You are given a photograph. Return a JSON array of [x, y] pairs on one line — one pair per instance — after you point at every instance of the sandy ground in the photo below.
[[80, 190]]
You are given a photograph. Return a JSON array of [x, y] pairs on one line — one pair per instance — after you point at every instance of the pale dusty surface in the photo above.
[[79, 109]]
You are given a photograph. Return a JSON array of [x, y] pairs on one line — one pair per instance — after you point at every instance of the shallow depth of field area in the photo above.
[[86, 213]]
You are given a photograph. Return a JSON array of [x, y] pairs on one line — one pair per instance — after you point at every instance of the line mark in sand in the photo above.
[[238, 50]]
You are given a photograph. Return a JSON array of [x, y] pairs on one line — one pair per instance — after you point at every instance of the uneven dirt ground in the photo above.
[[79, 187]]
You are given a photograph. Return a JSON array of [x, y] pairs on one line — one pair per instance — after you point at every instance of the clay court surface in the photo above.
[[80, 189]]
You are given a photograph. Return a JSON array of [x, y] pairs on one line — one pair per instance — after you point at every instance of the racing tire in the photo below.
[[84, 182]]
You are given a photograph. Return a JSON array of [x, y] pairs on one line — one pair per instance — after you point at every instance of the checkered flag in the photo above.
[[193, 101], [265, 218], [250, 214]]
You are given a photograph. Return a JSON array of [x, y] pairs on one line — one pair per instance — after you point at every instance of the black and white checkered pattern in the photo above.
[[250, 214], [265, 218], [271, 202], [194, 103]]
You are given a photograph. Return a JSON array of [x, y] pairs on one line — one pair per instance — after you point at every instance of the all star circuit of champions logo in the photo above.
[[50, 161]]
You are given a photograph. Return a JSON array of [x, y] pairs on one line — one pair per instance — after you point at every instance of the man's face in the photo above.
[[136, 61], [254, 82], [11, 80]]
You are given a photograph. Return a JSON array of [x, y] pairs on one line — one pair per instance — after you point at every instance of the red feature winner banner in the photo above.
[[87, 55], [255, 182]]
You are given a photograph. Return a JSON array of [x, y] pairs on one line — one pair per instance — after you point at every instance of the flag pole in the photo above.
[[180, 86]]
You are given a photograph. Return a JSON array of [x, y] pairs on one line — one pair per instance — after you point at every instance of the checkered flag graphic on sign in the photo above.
□ □ □ □ □ □ □
Problem to work on = The records above are to be copied in full, exactly as written.

Result =
You are given a photograph. Return a JSON array of [x, y] pairs on one line — one pair per instance — after you point at every instance of the sandy ground in the photo below.
[[80, 190]]
You are given a photograph. Return a JSON array of [x, y] pairs on one line — one pair per instance — after you point at every instance of the pale dusty surface in the photo above.
[[79, 109]]
You are given a photograph. Return a JSON array of [x, y] pairs on one line — one pair per instance — after you point at every instance of the shallow depth of field area in the photo above.
[[86, 213]]
You are given a photograph. Return a JSON array of [x, y] pairs on one line — one pair per instance — after you point at every instance of the line mark in sand in the photo above.
[[238, 50]]
You are given a photograph. Return a JSON array of [x, y] pairs on one line — one pair per instance — after you point at every instance of the uneven dirt ground in the photo above.
[[79, 187]]
You are given a photograph. Return a JSON array of [x, y] pairs on one line — one pair per instance — after you point at every instance of the clay court surface in the photo above.
[[80, 189]]
You are given a photograph. Return a JSON array of [x, y] pairs on one line — one pair per instance — after you point at every instance of the racing tire in the photo below.
[[84, 182]]
You are given a photograph. Return a JSON array of [x, y] pairs on one line — one pair per instance — after you point at every instance of the checkered flag in the photo above.
[[193, 101], [265, 218], [250, 214]]
You are given a photograph. Return a JSON array of [x, y] pairs on one line — one pair per instance — after you point at every instance of the black and white checkered pattern in the photo above.
[[250, 214], [265, 218], [271, 202], [194, 103]]
You are given a photograph. Return a JSON array of [x, y] pairs on one line — one pair per instance — after you point at every instance of the all star circuit of champions logo in the photo above.
[[50, 161]]
You are given a photograph. Return a JSON array of [x, y] pairs on one line — one pair per instance — after you point at every instance of the man's face in the photo above.
[[136, 61], [254, 82], [11, 80]]
You are given a photograph. Return a JSON array of [x, y] pairs on one line — one pair per instance — after you point at every instance of the red feature winner banner in the photo above.
[[87, 55], [255, 182]]
You are given a photograph. Return a JSON array of [x, y] pairs on one line — one pair per instance — after you point at every instance of the flag pole in the photo above.
[[180, 86]]
You are given a photograph. Return a JSON array of [x, y] pairs on one line — one pair per instance — after you point at every instance of the checkered flag graphic on sign in the photo above.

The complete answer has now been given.